_WHAT YOU HAVE TO DO_
Locate each line of the data below that contains the string "black", and copy those lines out. Case counts.
--- start of INPUT RECORDS ---
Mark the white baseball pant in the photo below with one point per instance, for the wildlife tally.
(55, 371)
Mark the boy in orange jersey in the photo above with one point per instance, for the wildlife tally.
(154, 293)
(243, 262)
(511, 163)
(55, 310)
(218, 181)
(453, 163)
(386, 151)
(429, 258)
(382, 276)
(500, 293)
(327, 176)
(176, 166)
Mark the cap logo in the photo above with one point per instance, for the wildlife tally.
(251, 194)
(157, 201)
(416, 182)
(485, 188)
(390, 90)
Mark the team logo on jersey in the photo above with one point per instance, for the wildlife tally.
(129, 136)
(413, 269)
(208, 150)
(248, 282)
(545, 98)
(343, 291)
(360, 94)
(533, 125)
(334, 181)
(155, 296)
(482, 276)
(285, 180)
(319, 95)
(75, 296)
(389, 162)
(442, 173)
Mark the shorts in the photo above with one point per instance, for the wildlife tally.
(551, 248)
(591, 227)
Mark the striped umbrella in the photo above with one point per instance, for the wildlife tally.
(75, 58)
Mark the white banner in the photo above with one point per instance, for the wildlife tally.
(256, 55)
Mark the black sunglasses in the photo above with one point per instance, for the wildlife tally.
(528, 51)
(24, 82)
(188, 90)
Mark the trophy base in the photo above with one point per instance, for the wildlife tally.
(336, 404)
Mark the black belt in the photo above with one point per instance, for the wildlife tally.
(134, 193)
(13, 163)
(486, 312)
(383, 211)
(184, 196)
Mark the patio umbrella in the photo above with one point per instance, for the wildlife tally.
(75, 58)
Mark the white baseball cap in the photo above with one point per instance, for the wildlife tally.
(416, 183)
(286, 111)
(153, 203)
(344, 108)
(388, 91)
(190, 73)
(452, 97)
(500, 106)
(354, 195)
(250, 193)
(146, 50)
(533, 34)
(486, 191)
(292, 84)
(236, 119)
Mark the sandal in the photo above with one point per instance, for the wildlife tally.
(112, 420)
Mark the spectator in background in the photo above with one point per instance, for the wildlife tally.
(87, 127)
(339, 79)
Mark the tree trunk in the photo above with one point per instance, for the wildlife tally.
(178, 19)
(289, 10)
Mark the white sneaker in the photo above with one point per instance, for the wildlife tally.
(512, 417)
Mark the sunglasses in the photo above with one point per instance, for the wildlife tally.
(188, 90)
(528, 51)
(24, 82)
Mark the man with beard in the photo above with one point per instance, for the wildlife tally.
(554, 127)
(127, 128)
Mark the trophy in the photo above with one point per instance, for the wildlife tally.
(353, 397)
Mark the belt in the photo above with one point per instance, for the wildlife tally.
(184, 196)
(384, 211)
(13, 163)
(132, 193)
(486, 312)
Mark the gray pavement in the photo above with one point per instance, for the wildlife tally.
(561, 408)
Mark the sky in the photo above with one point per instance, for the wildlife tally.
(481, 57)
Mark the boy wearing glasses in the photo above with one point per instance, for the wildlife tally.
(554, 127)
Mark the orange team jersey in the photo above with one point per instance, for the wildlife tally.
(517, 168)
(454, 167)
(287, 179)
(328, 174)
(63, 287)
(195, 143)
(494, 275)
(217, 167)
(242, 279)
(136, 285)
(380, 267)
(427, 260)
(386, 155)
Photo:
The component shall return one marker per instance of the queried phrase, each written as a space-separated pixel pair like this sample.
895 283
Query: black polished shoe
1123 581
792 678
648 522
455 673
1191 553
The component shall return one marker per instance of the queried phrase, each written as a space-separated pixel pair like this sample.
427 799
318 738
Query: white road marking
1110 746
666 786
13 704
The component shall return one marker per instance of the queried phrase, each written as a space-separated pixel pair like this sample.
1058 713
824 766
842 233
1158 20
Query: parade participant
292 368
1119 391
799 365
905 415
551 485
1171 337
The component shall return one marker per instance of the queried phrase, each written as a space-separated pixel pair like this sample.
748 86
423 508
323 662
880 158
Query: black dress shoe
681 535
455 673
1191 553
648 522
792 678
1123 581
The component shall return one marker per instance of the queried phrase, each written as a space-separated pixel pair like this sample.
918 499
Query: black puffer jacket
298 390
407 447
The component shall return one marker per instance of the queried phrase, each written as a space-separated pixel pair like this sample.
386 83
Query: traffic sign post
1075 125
--- end of INPUT RECORDS ---
_COMPLETE ANSWER_
Mark the black sunglasses in the photo above with one point per instance, for the wildlife tally.
Mark the black belt in the photo above with one point per instance, for the wildlife tally.
Query: black polished shoe
Query: black dress shoe
Query: black puffer jacket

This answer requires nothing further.